==== Reading passage ====

On the other side of the fence, the people who were having a nice jam session with a few friends have mixed feelings about this problem. You can rest assured that it comes up often these days. On one hand, they sincerely want to encourage new players and they want to help them have a positive experience with their early jamming attempts. On the other hand, they may well have arranged in advance to sit down and play with 2 or 3 favorite friends that they might see only perhaps once a year, and once they start playing first one, then two, then before you know it 6 or 7 beginner players have all set up their chairs around them, effectively completely changing the tone of the session and making it pretty impossible to hear well or have an intimate musical conversation with the people they had made special arrangements to play with.
They don't want to appear rude by saying anything to prevent the beginner from sitting down, so instead they just keep playing and secretly getting peeved as more and more jam joiners pull up chairs.
This scene occurs over and over at festivals I go to. It used to be that beginners would stand aside politely and listen to the session of more advanced players, and sometimes one of the players would invite them to sit and play to the side. If no invitation came, the beginner correctly assumed they wanted to keep their session small and moved on after a while or continued to learn by listening. But I have watched this standard change over the past ten years. Nowadays, the beginner is much more likely to simply set up their chair, listen for a while (fake-out move!), and then pull out their instrument during the middle of a tune and start playing along. I'm convinced the music camp/workshop environment has caused this change in behavior.

==== Raw records ====

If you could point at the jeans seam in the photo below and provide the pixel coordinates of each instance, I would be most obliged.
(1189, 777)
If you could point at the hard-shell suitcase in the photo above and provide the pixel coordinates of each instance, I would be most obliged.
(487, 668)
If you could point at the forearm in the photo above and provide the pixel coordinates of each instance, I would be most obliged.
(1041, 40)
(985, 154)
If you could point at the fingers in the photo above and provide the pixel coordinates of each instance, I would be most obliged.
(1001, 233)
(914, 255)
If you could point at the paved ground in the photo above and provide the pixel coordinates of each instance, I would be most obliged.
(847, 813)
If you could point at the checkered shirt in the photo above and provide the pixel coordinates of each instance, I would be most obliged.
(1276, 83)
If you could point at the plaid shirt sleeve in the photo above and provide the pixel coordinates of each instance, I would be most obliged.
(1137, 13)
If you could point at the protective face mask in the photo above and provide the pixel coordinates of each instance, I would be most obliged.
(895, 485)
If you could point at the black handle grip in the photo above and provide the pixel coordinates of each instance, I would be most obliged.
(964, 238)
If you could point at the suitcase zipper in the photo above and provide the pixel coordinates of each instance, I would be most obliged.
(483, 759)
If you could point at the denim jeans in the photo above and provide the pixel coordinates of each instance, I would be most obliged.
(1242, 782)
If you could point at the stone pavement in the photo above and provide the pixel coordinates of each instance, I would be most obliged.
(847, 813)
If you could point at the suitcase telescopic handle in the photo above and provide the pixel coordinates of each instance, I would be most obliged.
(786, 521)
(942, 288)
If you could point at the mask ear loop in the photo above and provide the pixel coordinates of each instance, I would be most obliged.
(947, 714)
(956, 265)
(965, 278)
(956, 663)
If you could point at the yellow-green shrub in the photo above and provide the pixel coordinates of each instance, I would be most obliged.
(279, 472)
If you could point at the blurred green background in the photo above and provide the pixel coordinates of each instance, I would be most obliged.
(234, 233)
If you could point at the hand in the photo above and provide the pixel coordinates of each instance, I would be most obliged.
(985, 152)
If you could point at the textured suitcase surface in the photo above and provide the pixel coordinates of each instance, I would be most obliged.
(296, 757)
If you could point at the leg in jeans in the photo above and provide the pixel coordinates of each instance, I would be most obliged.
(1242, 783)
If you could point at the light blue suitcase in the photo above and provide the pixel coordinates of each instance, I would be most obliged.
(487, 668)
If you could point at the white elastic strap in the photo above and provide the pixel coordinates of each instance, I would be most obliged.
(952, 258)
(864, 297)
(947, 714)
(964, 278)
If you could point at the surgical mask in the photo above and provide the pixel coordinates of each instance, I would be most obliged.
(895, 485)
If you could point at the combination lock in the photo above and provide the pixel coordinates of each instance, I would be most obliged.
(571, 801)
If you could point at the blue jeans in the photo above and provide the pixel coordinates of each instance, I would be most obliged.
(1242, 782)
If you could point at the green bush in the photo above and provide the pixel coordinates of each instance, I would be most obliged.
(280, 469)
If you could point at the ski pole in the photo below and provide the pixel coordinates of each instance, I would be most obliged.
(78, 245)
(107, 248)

====

**Directives**.
A) According to the passage on jam session etiquette, what does the writer believe has caused the change in beginners' behavior?
B) Proceed with the passage on jam session etiquette, continuing it from its final sentence.

**Answer list**.
A) The music camp/workshop environment.

B)
I don't wish to make it seem like beginners are inconsiderate- usually they are simply clueless....or else willing to bet that no one will be rude enough to ask them to stop playing if they just pull out their instruments rather than ask. And most of the more experienced players choose to secretly put up with this 'jam busting' rather than have to say anything that might hurt someone's feelings. In that case once 4 or 5 beginners start crowding in, the original friends may feel compelled to just slowly leave their own session (!), to reform elsewhere in order to try again. This is particularly annoying when you are in your own campsite and your own session gets 'taken over' by total strangers! I have actually had to be politely frank with some people who start setting themselves up in my campsite to play in my session without asking- one guy even had the nerve to ask for a beer! A campsite is like someone's 'house' at a festival and you really shouldn't just walk in and plop yourself on their couch without a word or help yourself to their fridge.

Sometimes beginners will actually ask first if they might join in the session. This presents another interesting etiquette 'situation'. Then the original session playing friends can either welcome them in (which does happen frequently) or one of them might say something like "Well actually we are practicing for a gig right now, but maybe later we can get together and play." or...."Well please don't take it the wrong way, but we've been looking forward to just us four old friends getting to play together for a whole year now, so we'd rather keep it with just us playing for now- but maybe catch one of us later and we could play a couple of tunes with you!"
It is important for the beginner to not allow their feelings to be hurt by these responses, and it's important for them to show the courtesy of asking before joining in a smallish session.

So are there any other choices for beginners when they are wandering about a festival looking to play with others? The answer is YES! There are two excellent ways of getting jamming experience without 'hijacking' someone else's intimate music session.
First- look for a mega-jam that's already going on. A mega, or monster jam will have 10 or more people already playing- they tend to be playing rather boisterously as well, and there can be seen several hesitant beginners already playing around the fringe of the center. If people all look like they are having a great time and are playing exuberantly, then you can bet this is a perfect mixed level jam to join up with. People will join in or wander away freely without necessarily needing to ask, and nobody thinks anything of it. It's sort of similar to a music camp jam in tone.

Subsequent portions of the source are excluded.